Exercise:
Beginning at the line containing "the arched window" in the material below and ending at the line containing "Target: arched window", return each line exactly and add nothing.

Records:
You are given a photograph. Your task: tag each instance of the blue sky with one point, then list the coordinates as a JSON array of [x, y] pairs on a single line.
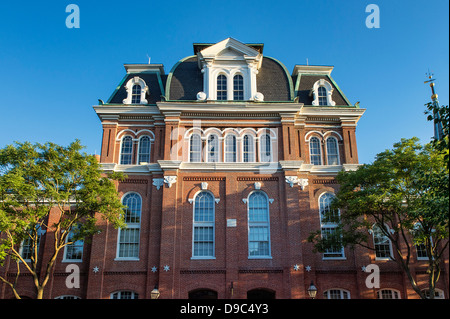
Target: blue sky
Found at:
[[52, 75]]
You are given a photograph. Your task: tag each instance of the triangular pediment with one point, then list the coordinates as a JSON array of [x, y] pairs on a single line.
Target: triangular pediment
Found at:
[[228, 48]]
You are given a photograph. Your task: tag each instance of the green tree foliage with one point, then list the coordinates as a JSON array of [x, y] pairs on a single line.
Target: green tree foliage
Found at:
[[37, 179], [405, 192]]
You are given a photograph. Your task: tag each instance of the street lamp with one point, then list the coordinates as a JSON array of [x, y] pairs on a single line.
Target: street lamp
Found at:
[[312, 290], [154, 294]]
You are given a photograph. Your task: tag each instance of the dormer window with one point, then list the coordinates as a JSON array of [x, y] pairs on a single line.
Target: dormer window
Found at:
[[222, 88], [322, 92], [238, 88], [136, 91], [136, 94]]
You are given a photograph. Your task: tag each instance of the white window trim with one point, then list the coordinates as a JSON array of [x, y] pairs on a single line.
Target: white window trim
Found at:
[[134, 226], [129, 88], [337, 148], [206, 224], [269, 256], [330, 225], [328, 87]]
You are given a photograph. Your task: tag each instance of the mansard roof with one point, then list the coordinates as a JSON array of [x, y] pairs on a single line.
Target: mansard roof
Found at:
[[185, 79]]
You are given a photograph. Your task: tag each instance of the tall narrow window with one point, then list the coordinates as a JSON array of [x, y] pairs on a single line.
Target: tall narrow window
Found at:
[[238, 88], [222, 87], [144, 150], [213, 148], [230, 148], [136, 94], [73, 251], [128, 245], [381, 242], [203, 234], [332, 151], [329, 220], [314, 151], [265, 148], [126, 152], [248, 150], [195, 148], [322, 91], [258, 225]]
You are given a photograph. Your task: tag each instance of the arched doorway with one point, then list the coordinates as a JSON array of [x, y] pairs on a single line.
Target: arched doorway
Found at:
[[260, 294], [202, 294]]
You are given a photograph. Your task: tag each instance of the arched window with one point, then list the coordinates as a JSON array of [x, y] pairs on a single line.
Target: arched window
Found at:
[[314, 151], [238, 87], [126, 152], [230, 148], [322, 92], [258, 225], [195, 148], [248, 149], [388, 294], [222, 87], [213, 148], [332, 151], [128, 244], [265, 148], [336, 294], [329, 220], [381, 242], [136, 94], [144, 150], [124, 295], [203, 232]]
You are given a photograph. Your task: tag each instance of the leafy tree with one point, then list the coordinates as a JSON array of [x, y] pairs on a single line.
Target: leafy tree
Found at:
[[405, 193], [36, 180]]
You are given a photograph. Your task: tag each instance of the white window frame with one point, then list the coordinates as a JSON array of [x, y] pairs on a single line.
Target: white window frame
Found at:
[[320, 151], [373, 232], [265, 224], [329, 90], [206, 224], [140, 149], [126, 154], [217, 154], [343, 293], [251, 148], [65, 259], [129, 88], [394, 293], [328, 151], [135, 226], [325, 225]]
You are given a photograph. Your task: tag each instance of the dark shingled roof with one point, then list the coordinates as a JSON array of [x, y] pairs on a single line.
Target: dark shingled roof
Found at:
[[154, 90], [305, 87]]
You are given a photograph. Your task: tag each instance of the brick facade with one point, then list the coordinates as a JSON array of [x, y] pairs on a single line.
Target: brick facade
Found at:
[[165, 257]]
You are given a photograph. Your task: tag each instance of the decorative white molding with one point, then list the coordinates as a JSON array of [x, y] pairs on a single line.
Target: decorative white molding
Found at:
[[329, 89], [169, 180], [291, 180], [129, 89], [303, 182], [158, 182]]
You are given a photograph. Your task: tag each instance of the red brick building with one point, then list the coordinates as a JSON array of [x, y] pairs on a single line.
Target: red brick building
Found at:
[[230, 159]]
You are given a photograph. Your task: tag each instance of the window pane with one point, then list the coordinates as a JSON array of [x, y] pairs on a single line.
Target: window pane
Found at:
[[314, 151], [144, 149], [221, 87], [238, 88], [126, 151]]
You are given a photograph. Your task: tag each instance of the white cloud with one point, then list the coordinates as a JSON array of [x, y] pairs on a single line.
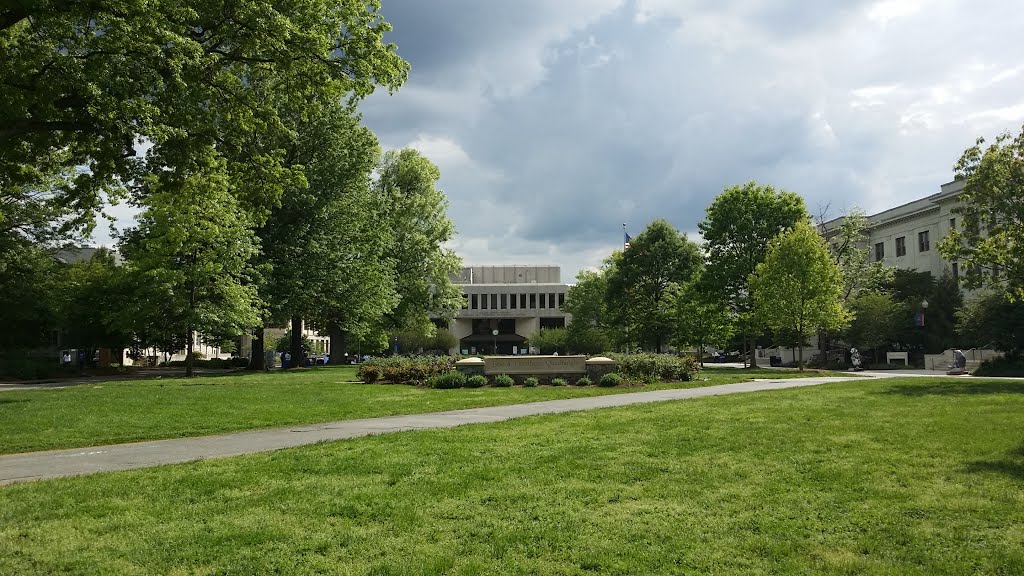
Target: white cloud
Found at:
[[441, 151], [887, 10]]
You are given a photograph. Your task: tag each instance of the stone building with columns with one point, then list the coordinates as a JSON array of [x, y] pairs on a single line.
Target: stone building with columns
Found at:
[[907, 236], [503, 305]]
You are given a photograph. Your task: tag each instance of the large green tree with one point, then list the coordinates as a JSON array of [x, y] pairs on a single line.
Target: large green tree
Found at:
[[324, 254], [93, 294], [639, 284], [193, 250], [991, 321], [737, 229], [798, 287], [698, 318], [84, 83], [416, 212], [990, 235], [591, 330]]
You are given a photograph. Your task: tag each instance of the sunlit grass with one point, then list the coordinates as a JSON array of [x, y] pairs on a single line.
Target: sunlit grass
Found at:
[[907, 476], [129, 411]]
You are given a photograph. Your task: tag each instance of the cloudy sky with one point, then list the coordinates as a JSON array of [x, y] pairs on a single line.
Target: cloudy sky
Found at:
[[555, 121]]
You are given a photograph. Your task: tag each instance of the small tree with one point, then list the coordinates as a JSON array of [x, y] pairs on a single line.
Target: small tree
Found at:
[[798, 287], [549, 339], [737, 229], [699, 321], [876, 321], [638, 284], [192, 251], [991, 320]]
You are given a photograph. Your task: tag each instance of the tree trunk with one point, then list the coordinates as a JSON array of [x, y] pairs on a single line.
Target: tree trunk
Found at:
[[296, 345], [188, 355], [338, 343], [257, 360]]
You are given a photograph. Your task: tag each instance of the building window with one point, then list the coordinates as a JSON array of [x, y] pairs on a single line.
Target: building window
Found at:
[[550, 323]]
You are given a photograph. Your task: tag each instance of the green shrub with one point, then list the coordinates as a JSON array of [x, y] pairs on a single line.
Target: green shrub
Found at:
[[1000, 367], [370, 373], [448, 380], [407, 369], [650, 368]]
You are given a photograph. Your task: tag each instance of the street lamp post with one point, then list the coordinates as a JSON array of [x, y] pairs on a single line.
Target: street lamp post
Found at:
[[924, 334]]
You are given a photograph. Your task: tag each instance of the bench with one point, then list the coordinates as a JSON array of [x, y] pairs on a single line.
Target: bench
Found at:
[[891, 356]]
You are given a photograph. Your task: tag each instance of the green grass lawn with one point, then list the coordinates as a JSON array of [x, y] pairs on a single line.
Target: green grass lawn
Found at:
[[906, 476], [129, 411]]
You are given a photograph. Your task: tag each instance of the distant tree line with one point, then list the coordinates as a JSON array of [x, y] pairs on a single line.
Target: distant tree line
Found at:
[[233, 127]]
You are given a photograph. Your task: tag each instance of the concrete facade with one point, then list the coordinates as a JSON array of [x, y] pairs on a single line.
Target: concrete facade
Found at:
[[516, 300], [908, 236]]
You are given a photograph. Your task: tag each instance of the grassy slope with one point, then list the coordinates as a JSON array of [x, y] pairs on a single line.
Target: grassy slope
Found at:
[[875, 477], [130, 411]]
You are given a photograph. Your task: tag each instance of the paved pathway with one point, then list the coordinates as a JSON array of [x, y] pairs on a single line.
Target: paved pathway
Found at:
[[56, 463]]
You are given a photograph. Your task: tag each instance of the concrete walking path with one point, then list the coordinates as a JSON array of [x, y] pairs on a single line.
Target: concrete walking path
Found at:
[[57, 463]]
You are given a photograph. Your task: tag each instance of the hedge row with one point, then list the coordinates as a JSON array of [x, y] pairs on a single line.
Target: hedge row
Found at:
[[213, 363], [404, 369], [653, 367], [458, 380]]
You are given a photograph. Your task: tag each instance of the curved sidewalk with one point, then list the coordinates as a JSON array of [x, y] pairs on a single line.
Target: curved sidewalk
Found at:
[[57, 463]]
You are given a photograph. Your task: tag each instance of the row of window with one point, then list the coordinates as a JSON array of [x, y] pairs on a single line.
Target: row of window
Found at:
[[535, 300], [924, 244]]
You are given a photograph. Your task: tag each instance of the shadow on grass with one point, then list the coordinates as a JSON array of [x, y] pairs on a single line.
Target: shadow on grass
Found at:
[[954, 387], [1012, 465]]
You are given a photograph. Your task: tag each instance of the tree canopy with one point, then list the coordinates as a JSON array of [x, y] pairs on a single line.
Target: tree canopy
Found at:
[[638, 285], [86, 83], [990, 236], [415, 211], [798, 287]]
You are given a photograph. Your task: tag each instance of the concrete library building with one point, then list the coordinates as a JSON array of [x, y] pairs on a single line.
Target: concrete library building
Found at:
[[503, 305]]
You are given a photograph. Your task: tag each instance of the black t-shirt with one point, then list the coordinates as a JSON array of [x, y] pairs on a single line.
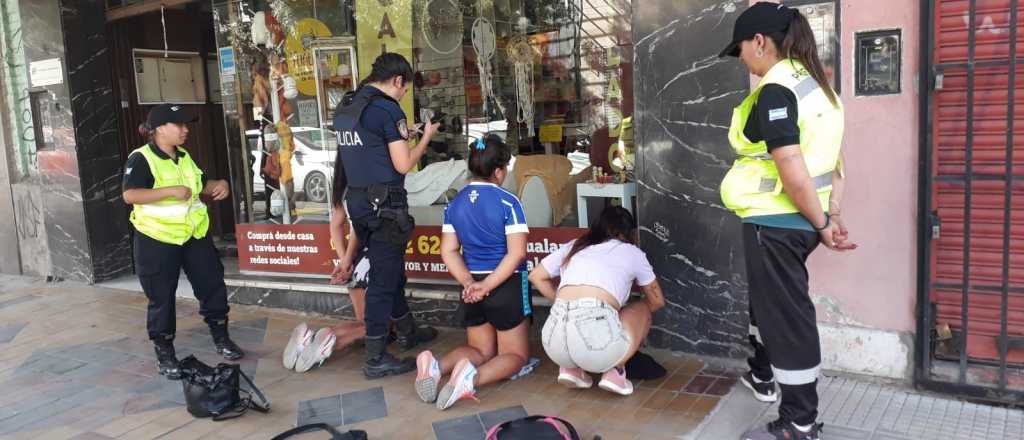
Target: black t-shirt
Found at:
[[137, 172], [773, 118]]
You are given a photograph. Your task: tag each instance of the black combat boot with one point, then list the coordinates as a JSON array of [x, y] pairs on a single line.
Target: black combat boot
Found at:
[[225, 347], [410, 335], [380, 363], [167, 362]]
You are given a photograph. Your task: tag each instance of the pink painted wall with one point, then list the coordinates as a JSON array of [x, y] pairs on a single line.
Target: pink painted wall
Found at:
[[876, 286]]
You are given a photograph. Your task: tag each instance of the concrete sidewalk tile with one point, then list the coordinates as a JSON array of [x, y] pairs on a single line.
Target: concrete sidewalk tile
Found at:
[[699, 384], [464, 428], [16, 300], [91, 436], [835, 432], [325, 409], [886, 436], [364, 405], [737, 412], [9, 332]]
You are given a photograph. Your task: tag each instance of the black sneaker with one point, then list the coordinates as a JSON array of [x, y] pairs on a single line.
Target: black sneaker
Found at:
[[763, 391], [380, 363], [779, 430], [167, 362]]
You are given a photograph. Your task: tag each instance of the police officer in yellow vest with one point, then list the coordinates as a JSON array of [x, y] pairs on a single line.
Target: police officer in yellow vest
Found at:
[[164, 186], [785, 186]]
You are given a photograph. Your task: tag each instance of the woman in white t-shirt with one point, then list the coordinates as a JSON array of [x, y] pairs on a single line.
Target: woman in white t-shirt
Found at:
[[591, 326]]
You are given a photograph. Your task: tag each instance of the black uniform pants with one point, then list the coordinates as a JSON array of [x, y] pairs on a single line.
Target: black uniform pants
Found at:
[[386, 288], [159, 265], [783, 328]]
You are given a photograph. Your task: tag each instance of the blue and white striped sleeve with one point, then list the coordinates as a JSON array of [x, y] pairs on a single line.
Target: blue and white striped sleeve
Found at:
[[515, 217], [446, 225]]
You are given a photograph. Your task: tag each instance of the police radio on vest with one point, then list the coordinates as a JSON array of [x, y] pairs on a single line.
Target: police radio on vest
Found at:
[[349, 138]]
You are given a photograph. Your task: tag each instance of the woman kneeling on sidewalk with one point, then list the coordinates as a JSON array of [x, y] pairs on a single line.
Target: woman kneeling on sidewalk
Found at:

Answer for the task:
You are given a photograph. Your task: tag each instance of the arched window with one point, then list the coordinates as a JSON array of [x, y] pairs on a single line.
Target: arched window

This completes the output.